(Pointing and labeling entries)
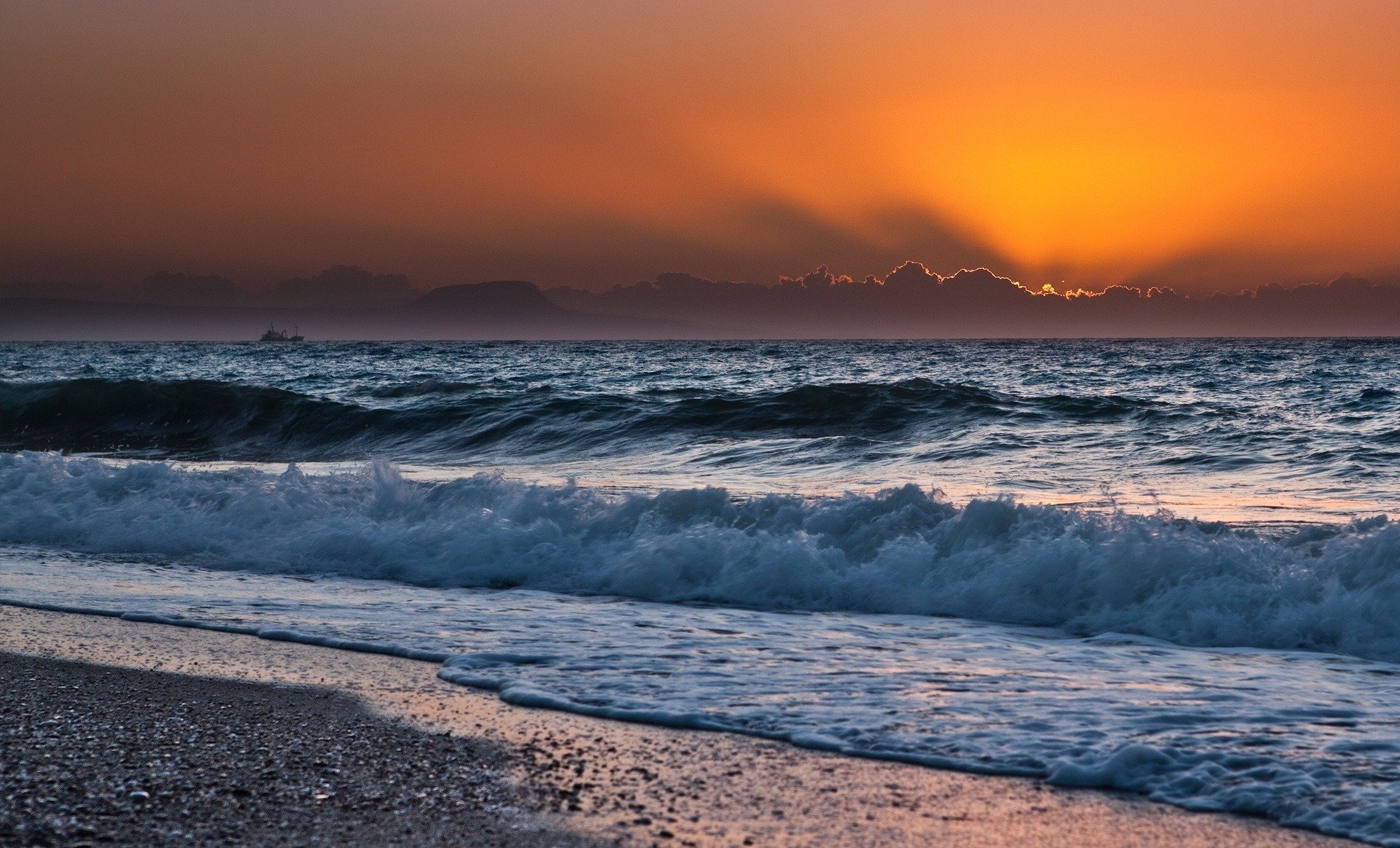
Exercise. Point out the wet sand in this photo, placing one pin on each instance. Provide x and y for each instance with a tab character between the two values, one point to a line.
465	767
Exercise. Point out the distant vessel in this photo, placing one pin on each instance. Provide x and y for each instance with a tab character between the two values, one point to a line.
281	335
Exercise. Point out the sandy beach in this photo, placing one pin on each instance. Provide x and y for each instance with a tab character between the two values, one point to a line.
129	732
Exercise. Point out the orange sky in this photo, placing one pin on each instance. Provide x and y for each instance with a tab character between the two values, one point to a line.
1196	143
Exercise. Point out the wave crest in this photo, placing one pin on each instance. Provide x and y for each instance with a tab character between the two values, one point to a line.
902	551
202	419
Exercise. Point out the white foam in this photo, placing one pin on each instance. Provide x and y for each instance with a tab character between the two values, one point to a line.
903	551
1301	738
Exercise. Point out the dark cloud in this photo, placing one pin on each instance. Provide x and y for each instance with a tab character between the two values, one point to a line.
913	301
343	286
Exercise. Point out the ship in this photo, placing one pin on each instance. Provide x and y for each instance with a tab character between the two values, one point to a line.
272	335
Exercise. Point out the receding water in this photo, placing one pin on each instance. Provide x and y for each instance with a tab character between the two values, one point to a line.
1156	566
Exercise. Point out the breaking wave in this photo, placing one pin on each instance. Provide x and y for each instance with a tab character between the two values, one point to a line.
205	419
903	551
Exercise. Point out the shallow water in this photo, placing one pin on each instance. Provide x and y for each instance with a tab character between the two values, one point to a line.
998	588
1238	430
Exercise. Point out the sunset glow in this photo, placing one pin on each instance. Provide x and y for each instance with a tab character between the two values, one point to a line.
1205	144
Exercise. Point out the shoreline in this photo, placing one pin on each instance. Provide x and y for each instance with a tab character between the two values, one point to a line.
596	779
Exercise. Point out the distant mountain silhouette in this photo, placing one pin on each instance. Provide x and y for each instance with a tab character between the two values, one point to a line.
910	303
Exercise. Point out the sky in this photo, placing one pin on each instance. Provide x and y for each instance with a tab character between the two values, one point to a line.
1205	144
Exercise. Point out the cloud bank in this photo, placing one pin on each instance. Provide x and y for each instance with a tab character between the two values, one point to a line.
909	303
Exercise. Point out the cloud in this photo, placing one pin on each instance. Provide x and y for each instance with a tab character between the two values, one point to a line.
914	301
343	286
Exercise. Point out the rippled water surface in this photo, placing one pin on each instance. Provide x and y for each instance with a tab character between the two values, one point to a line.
1156	566
1255	430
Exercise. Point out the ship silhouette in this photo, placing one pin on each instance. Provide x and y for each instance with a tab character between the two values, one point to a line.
281	335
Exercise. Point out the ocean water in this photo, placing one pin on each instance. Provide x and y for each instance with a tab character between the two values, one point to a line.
1154	566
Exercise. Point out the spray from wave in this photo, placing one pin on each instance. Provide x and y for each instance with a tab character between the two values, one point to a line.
902	551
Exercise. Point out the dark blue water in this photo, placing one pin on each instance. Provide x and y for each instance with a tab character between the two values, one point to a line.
811	542
1249	430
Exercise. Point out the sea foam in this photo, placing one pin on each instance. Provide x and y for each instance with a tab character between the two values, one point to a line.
902	551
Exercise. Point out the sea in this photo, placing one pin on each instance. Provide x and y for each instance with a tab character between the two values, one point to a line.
1154	566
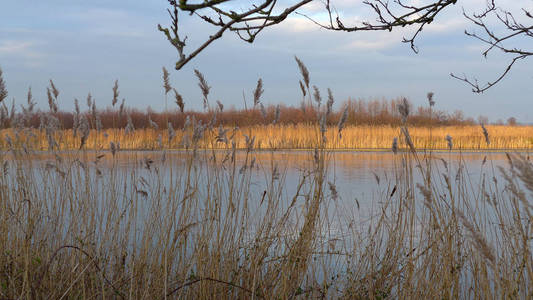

Exercise objective
Report each line above that contains the string "ship", copying every such line in full.

Solution
Exercise. Point out the ship in this photo, placing one pin on each instance. Provide x and y for each instance with a tab character between the two values, one point to a line.
Exercise. Point out the ship silhouette in this photo, placing one pin on each instance. Provide x and y for each instance with a tab character between the two values, one point to a line.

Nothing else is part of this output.